DATA FOR PROCESSING ->

Start

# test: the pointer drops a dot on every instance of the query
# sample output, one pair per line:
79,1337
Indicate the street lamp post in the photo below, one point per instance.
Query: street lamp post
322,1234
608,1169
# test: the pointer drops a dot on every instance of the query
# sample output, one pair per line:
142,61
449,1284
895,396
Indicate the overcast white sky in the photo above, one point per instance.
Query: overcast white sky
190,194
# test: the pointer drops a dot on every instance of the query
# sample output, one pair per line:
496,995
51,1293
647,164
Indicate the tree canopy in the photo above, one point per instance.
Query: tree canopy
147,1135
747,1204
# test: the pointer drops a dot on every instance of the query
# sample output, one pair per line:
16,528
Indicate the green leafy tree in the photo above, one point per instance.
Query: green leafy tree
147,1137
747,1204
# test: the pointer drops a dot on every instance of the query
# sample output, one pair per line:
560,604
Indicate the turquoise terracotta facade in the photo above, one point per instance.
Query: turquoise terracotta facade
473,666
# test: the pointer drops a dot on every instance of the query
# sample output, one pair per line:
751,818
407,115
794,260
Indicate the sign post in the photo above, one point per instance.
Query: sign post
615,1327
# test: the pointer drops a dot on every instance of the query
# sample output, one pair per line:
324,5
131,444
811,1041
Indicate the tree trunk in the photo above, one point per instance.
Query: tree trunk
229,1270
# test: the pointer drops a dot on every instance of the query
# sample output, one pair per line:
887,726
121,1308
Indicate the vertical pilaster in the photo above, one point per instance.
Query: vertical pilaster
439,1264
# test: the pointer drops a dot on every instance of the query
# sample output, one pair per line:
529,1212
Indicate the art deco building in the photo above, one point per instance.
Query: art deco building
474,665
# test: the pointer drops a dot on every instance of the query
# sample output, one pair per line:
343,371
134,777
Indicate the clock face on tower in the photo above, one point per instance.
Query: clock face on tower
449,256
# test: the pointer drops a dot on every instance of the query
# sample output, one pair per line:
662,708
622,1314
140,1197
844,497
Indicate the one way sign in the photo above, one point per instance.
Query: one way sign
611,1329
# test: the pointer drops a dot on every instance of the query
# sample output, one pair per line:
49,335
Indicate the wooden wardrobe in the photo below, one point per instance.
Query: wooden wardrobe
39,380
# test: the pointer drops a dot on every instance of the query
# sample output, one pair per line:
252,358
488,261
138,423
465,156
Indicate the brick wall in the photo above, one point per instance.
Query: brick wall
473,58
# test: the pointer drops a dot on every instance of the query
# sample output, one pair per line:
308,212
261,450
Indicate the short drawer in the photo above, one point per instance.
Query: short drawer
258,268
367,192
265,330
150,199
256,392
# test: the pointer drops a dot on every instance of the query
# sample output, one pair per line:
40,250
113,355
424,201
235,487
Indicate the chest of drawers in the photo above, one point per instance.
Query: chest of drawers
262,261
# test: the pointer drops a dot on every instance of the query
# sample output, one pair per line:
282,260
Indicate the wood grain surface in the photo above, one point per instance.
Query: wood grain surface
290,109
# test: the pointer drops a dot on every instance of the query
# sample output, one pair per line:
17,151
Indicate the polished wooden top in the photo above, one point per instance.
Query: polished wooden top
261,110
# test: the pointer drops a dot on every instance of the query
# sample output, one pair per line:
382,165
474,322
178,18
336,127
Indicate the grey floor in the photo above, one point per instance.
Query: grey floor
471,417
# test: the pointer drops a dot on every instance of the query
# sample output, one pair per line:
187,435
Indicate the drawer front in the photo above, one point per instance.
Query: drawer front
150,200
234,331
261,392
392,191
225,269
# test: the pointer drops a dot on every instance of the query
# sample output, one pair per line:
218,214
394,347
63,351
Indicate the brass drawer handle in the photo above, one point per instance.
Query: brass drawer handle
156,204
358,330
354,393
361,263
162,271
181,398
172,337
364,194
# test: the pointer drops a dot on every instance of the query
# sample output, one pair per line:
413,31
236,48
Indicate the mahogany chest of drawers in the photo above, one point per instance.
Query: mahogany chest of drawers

End

EXERCISE DIRECTIONS ->
Pick out every line of the entries above that contains the word "brick", and copy each one in full.

ANSWER FOR THE TASK ->
Indicate the brick wall in the photo above, one point per instance.
Query: brick wall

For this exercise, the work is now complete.